• _WORK TO COMPLETE_: Copy every one of the records below word for word, leaving out the pictures.

• _DATA FOR THIS TASK_:
#####

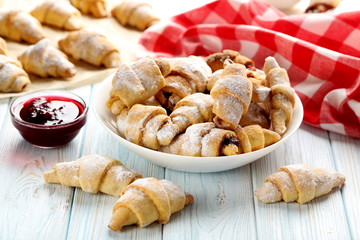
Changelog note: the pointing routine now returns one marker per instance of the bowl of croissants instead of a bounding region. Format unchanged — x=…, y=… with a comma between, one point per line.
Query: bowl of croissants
x=199, y=114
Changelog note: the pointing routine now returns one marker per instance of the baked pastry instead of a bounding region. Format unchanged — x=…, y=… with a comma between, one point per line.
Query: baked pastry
x=93, y=173
x=148, y=200
x=298, y=182
x=216, y=60
x=254, y=137
x=204, y=140
x=60, y=14
x=283, y=95
x=260, y=93
x=3, y=47
x=91, y=47
x=136, y=82
x=44, y=60
x=20, y=26
x=135, y=13
x=140, y=124
x=188, y=75
x=192, y=109
x=12, y=77
x=232, y=94
x=319, y=6
x=96, y=8
x=256, y=115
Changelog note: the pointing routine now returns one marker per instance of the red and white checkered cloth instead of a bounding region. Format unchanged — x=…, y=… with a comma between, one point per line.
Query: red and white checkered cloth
x=321, y=52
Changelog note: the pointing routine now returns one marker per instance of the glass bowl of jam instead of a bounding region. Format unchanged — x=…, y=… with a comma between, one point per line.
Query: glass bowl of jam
x=50, y=118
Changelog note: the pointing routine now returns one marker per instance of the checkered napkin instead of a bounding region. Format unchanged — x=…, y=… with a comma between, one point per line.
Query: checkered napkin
x=321, y=52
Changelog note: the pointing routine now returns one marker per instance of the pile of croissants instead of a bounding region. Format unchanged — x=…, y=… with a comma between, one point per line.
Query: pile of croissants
x=43, y=59
x=219, y=105
x=142, y=201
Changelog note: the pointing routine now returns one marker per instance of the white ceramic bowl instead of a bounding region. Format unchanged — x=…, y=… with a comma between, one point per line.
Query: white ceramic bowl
x=185, y=163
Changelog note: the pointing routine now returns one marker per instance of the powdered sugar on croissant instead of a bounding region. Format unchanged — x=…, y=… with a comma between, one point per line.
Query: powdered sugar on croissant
x=298, y=182
x=45, y=60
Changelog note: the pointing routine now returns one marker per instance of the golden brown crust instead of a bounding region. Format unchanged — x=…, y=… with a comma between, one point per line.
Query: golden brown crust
x=95, y=8
x=20, y=26
x=58, y=14
x=93, y=173
x=12, y=77
x=148, y=200
x=44, y=60
x=134, y=13
x=298, y=182
x=216, y=60
x=91, y=47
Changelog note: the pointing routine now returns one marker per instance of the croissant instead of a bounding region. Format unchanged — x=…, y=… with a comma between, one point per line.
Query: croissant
x=140, y=124
x=319, y=6
x=96, y=8
x=204, y=140
x=188, y=75
x=283, y=95
x=192, y=109
x=216, y=60
x=12, y=77
x=232, y=94
x=135, y=13
x=298, y=182
x=148, y=200
x=93, y=173
x=91, y=47
x=3, y=48
x=60, y=14
x=44, y=60
x=20, y=26
x=254, y=137
x=256, y=115
x=137, y=82
x=260, y=93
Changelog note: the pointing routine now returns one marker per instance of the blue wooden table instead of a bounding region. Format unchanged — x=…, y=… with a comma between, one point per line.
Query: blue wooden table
x=224, y=206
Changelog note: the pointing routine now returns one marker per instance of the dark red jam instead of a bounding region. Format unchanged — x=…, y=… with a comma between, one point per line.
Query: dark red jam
x=51, y=110
x=49, y=121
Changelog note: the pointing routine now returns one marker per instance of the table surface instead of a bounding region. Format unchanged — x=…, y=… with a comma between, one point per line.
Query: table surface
x=224, y=206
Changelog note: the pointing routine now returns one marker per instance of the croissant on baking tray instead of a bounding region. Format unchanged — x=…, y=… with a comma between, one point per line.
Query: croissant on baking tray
x=192, y=109
x=137, y=82
x=216, y=60
x=95, y=8
x=148, y=200
x=135, y=13
x=20, y=26
x=44, y=60
x=204, y=140
x=283, y=95
x=319, y=6
x=12, y=77
x=232, y=95
x=3, y=47
x=188, y=75
x=298, y=182
x=140, y=124
x=93, y=173
x=91, y=47
x=60, y=14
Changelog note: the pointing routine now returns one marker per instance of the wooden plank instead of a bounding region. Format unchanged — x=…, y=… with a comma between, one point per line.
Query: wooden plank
x=322, y=218
x=31, y=208
x=346, y=152
x=223, y=206
x=90, y=213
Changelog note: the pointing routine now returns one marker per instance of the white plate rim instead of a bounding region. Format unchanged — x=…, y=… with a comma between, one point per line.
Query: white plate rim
x=179, y=162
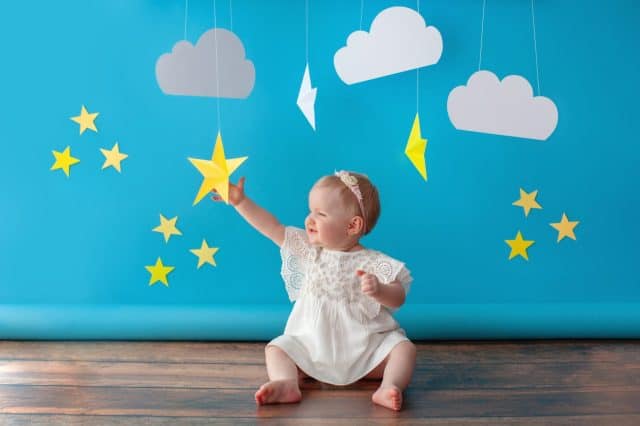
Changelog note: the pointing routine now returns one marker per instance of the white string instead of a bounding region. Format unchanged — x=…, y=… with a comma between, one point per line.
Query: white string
x=306, y=29
x=418, y=78
x=535, y=46
x=215, y=36
x=484, y=3
x=186, y=13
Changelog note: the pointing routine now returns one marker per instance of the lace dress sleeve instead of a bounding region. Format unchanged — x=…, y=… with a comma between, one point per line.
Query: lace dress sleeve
x=295, y=253
x=388, y=269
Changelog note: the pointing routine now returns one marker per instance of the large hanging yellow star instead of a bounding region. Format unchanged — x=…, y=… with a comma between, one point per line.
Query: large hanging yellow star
x=205, y=254
x=159, y=272
x=519, y=246
x=167, y=227
x=64, y=160
x=527, y=201
x=416, y=147
x=565, y=228
x=216, y=172
x=113, y=157
x=85, y=120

#####

• _ANSWER FOR THIS EXERCISE_:
Changelog note: the pointing routine now returns one marker per instance of the bowl of croissants instead of a bounding region. Format unchanged — x=…, y=… with a comma between, one point per line.
Query: bowl of croissants
x=199, y=114
Changelog note: the pointing routine now returns one marker per instance of the baked pastry instead of a bounding region. Format unchanged — x=…, y=… with a comma between, one point per line.
Query: baked pastry
x=93, y=173
x=148, y=200
x=298, y=182
x=216, y=60
x=254, y=137
x=204, y=140
x=60, y=14
x=283, y=95
x=260, y=93
x=3, y=47
x=91, y=47
x=136, y=82
x=44, y=60
x=20, y=26
x=135, y=13
x=140, y=124
x=188, y=75
x=192, y=109
x=12, y=77
x=232, y=94
x=319, y=6
x=96, y=8
x=256, y=115
Changelog note: the pointing routine now returns one marker per instance of the red and white checkered cloth instead of a bounding region. Format unchanged — x=…, y=… with a comma between, one point per line.
Query: red and white checkered cloth
x=321, y=52
Changelog note: the pointing routine now returns one marker per instance of the glass bowl of jam instead of a bounding region. Format unchanged — x=…, y=… with a comma between, one point per line.
Query: glass bowl of jam
x=50, y=118
Changelog note: the pointing routine now returns one marker per instance of the checkered napkin instead of a bounding region. Format unchanged — x=…, y=… with a comma between, one point per line.
Query: checkered napkin
x=321, y=52
Changelog note: the pointing routine now returns one marker per instance of the pile of croissants instead of a bounding region. Format unchanged — x=…, y=… with a comma between, one point per line.
Query: pile of croissants
x=43, y=59
x=219, y=105
x=142, y=201
Changelog note: the pointing routine now returns one marker per instance of the white ceramic bowl instead of a bounding region. Format unchanged — x=…, y=… with a comma between, one point per line.
Query: white ceramic bowl
x=185, y=163
Changelog note: the pointing routine now returns one marker per instance of the powdered sugar on croissant instead of a bounding region. Format unchanged — x=…, y=… with a comma between, one point per line.
Query: powdered sugar on croissant
x=298, y=182
x=45, y=60
Changelog note: the pointing routine now returns one marker per instance of the golden brown crust instead of a bounding region. Format unchanged — x=…, y=… with a comma between, one point per line.
Query: golden brown crust
x=95, y=8
x=20, y=26
x=58, y=14
x=93, y=173
x=12, y=77
x=148, y=200
x=44, y=60
x=134, y=13
x=298, y=182
x=216, y=60
x=91, y=47
Changelog note: the pointing routine now returns one marker per instance of the croissant instead of a bounding region. Format unchanged — x=…, y=… with a comma between, one point per line.
Query: croissant
x=140, y=124
x=319, y=6
x=96, y=8
x=204, y=140
x=188, y=75
x=283, y=95
x=192, y=109
x=216, y=60
x=12, y=77
x=232, y=94
x=135, y=13
x=298, y=182
x=148, y=200
x=93, y=173
x=91, y=47
x=3, y=48
x=60, y=14
x=44, y=60
x=20, y=26
x=254, y=137
x=256, y=115
x=137, y=82
x=260, y=93
Changelog note: the pointing routine now returns one marker per instance of the blue wooden table instead of a bounding region. Format unchanged — x=…, y=… with a comma between, one point per line.
Query: blue wooden table
x=224, y=206
Changelog note: the pointing routine now returns one marker per instance of the dark red jam instead of a bounding region. Format unchanged — x=…, y=… with a comma between, one point per line.
Query: dark red jam
x=51, y=110
x=49, y=121
Changelog note: the pointing routine now returns one marker per instance of the table surface instead of a bounding region. Format unchanged — x=…, y=… with a comma between, one point per line.
Query: table surface
x=224, y=206
Changelog note: the pointing routine now returns one marker per instance of the croissant on baking tray instead of a bounding region. Format unchanged — x=…, y=… with a comma between, one point per line.
Query: croissant on baking tray
x=192, y=109
x=137, y=82
x=216, y=60
x=95, y=8
x=148, y=200
x=135, y=13
x=20, y=26
x=44, y=60
x=204, y=140
x=283, y=95
x=319, y=6
x=12, y=77
x=232, y=95
x=3, y=47
x=188, y=75
x=298, y=182
x=140, y=124
x=93, y=173
x=91, y=47
x=60, y=14
Changelog note: the pointing routine now returns one marker per instance of the wooden plank instead of a bounding region. Format unchanged — x=…, y=… with a comma between, one point per line.
Query: wooden plank
x=322, y=218
x=31, y=208
x=346, y=152
x=223, y=206
x=90, y=213
Changelog note: the pointing routine now returns one marker per instance of the white plate rim instead of a bounding region. Format unchanged — x=…, y=… with a comma between, one point per line.
Query: white plate rim
x=179, y=162
Changelog note: the pointing routine now returns one marker per instance of the white string instead of a bounding region. Format unchanged — x=…, y=… with a comma between, one point per line.
Query: white string
x=306, y=29
x=418, y=78
x=535, y=46
x=215, y=36
x=484, y=3
x=186, y=13
Changelog note: the pointing routine now returns one marker per instance of the lace dress sleeve instead of a bounding region. Format unchanged — x=…, y=… with a comma between, one point per line.
Query: lace dress sleeve
x=295, y=253
x=388, y=269
Changelog note: the pointing routine now returns one marker per instance of the large hanging yellow star instead of a bounding region. Format unchanged — x=…, y=… with a comma between, one point per line.
Query: large hanging yellow star
x=205, y=254
x=159, y=272
x=519, y=246
x=167, y=227
x=64, y=160
x=527, y=201
x=416, y=147
x=565, y=228
x=216, y=172
x=113, y=157
x=85, y=120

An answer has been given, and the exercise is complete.